Dataset entries
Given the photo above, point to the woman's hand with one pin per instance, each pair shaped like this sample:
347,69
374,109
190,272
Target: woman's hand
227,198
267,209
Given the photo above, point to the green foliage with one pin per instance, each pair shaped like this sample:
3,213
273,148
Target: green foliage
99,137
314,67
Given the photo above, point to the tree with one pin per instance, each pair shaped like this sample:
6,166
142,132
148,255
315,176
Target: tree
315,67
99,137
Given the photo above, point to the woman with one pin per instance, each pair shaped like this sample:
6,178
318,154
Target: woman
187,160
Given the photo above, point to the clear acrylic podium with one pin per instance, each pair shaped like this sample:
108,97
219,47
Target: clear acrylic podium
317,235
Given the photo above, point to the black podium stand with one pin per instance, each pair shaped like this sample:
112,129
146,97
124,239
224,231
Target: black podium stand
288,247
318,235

# Task to complete
Return, from the data, each line that has the word "shaped" in it.

# Solution for this problem
Given the photo above, point to the woman's hand with one pin per instance, each pair shaped like this sample:
Given the photo above, point to the green foliage with one pin per instance, each pair shaped like this sample:
Given the photo above, point to the tree with one pin per instance, each pair shaped like this sample:
Given the photo above, point to the woman with one pin per instance, each pair shaped like this sample:
Given the photo above, point to the clear acrylic podium with one pin per instance, each pair shaped like this sample:
Given the photo above, point to the black podium stand with one pin per instance, each pair shaped like this sample:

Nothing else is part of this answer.